### Work request
Copy each entry below exactly as it appears.
+--
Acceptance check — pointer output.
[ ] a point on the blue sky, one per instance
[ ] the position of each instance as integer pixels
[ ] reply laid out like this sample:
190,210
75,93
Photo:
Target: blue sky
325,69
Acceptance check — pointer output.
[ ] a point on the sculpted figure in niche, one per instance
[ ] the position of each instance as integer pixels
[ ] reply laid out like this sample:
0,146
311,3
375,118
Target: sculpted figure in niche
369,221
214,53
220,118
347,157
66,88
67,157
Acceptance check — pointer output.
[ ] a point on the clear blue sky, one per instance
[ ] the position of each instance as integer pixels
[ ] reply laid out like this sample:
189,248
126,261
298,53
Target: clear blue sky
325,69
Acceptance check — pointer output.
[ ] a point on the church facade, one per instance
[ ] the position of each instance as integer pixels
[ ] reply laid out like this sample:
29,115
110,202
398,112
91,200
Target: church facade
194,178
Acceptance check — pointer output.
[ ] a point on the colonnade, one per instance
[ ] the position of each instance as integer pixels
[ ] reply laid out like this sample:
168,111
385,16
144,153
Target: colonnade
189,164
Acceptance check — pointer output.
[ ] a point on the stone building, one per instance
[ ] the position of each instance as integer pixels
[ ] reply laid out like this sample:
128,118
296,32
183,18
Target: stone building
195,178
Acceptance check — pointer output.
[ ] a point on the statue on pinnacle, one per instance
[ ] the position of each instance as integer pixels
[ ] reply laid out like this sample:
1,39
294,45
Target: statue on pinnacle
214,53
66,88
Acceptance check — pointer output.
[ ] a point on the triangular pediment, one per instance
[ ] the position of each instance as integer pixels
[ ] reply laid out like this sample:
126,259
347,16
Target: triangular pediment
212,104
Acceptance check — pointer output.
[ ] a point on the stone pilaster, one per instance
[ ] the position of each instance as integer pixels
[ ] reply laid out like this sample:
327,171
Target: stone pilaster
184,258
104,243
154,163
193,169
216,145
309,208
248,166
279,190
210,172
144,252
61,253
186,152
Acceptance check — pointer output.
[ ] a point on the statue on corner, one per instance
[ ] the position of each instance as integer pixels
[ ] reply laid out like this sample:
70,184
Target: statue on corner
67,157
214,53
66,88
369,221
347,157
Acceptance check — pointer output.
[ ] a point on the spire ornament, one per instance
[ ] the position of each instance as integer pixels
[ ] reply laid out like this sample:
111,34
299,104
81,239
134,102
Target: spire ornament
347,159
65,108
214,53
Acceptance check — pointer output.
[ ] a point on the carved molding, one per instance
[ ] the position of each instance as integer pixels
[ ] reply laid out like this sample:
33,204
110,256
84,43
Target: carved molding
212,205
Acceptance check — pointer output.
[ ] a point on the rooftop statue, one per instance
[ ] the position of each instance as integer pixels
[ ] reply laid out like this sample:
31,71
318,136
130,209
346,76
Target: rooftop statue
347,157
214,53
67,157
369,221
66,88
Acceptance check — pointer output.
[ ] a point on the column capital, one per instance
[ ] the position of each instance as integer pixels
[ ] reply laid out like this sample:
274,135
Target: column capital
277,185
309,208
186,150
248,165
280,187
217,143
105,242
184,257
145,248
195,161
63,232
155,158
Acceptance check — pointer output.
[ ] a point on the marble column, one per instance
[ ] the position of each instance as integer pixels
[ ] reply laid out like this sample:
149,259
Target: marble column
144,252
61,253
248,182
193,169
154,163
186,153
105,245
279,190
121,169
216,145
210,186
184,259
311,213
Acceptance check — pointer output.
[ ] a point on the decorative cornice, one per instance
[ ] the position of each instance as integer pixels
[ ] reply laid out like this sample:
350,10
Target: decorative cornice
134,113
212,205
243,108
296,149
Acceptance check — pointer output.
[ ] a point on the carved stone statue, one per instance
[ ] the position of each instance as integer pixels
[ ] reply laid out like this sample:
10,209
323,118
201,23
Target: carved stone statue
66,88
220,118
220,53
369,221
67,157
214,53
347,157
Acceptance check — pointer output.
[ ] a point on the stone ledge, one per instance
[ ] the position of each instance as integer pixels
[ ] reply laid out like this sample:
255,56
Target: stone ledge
+--
### Exercise solution
Acceptance check — pointer output.
[ ] a point on the blue sky, one per instance
[ ] the position of each instance as integer pixels
[ ] reply laid out like this sample:
190,210
75,93
Photo:
Target: blue sky
325,69
Acceptance check — pointer output.
[ ] a point on the sculpted figure in niche, one per instance
[ ] the position of each instance as integer pixels
[ ] reply laid out like this sample:
0,146
311,3
375,118
Target: sculpted figure in niche
369,221
214,53
220,118
347,157
66,88
67,157
Acceptance check — pointer output.
[ ] a point on the clear blue sky, one per instance
[ ] the position of each instance as integer pixels
[ ] reply laid out like this sample:
189,248
126,261
298,53
Target: clear blue sky
325,69
Acceptance check — pointer output.
[ ] a point on the church facade, one per instance
[ ] the position of each instance as integer pixels
[ ] reply laid out like this sample:
29,115
110,202
398,112
91,200
Target: church facade
194,178
Acceptance check — pointer output.
[ ] a point on the colonnade, one per instance
[ ] the position of each instance as integer pixels
[ ] reply laid out like this sample:
168,111
385,16
144,153
Target: colonnade
189,164
Acceptance check — pointer output.
[ ] a point on the stone building, one per instance
[ ] the position of each instance as integer pixels
[ ] reply laid out like this sample:
128,118
296,32
183,18
Target: stone building
195,178
Acceptance check — pointer output.
[ ] a point on the statue on pinnacle, one per instance
[ ] the position of each instance as integer pixels
[ ] reply laid out like this sample:
1,39
294,45
Target: statue on pinnacle
214,53
66,88
Acceptance check — pointer output.
[ ] a point on the triangular pediment, one per instance
[ ] the position of each instance as integer pixels
[ ] reply laid out like this sample:
126,259
347,16
Target: triangular pediment
212,104
Acceptance check — pointer output.
[ ] a point on the stone pilaster, one per instance
[ ] the position of each instance as integer pixels
[ ] reply laid out like this sample:
327,171
Target: stone pilaster
184,258
104,243
154,163
193,169
216,145
309,208
248,166
279,190
210,172
144,252
61,253
186,152
Acceptance check — pointer output.
[ ] a point on the statue on corner, one per instance
[ ] the position of each instance as integer pixels
[ ] reply laid out like this sample:
70,184
Target: statue on corner
67,157
214,53
66,88
369,221
347,157
Acceptance check — pointer output.
[ ] a point on the spire ornament, one per instance
[ ] the position of each instance as integer pixels
[ ] reply laid out like this sample:
111,34
299,104
81,239
134,102
Target: spire ornament
347,159
65,108
214,53
Acceptance check — pointer output.
[ ] a point on the carved molding, one per instance
[ ] the position of each instance as integer pixels
[ ] reply laid out like this sample:
33,204
110,256
84,43
Target: carved molding
212,205
Acceptance check — pointer output.
[ ] a point on the rooftop statue, one per instance
[ ] the position of each instance as integer pixels
[ ] reply laid out like this sample:
31,71
318,136
130,209
346,76
Target: rooftop statue
347,157
214,53
67,157
369,221
66,88
Acceptance check — pointer output.
[ ] a point on the column capital, one per instance
[ ] the position of each instance as integer pixels
[ ] reply laid out like this sample:
274,135
Target: column capital
277,185
309,208
186,150
248,165
280,187
217,143
105,242
184,257
145,248
195,161
63,232
155,158
Acceptance check — pointer output.
[ ] a point on the marble column, one per instance
[ ] the position of each instance as integer pixels
[ ] reply laid out like this sample:
149,259
Target: marble column
144,252
61,253
248,182
193,169
154,163
186,153
105,245
279,190
121,169
216,145
210,186
184,259
311,213
Acceptance check — pointer output.
[ ] a point on the decorative cornice, one per instance
[ ] the position of each instance as integer pixels
[ ] reply laid out like this sample:
350,10
Target: decorative cornice
134,113
212,205
243,108
296,149
Acceptance check — pointer output.
[ ] a point on the carved stone statue, one per instance
[ ] the position of each instance as integer pixels
[ ] reply laid out like this sample:
10,209
323,118
201,23
Target: carved stone statue
66,88
220,118
220,53
369,221
67,157
214,53
347,157
Acceptance check — pointer output.
[ ] a point on the stone ledge, one per instance
[ ] the position of each instance as integer pixels
[ ] reply laid out like this sample:
255,56
Target: stone ledge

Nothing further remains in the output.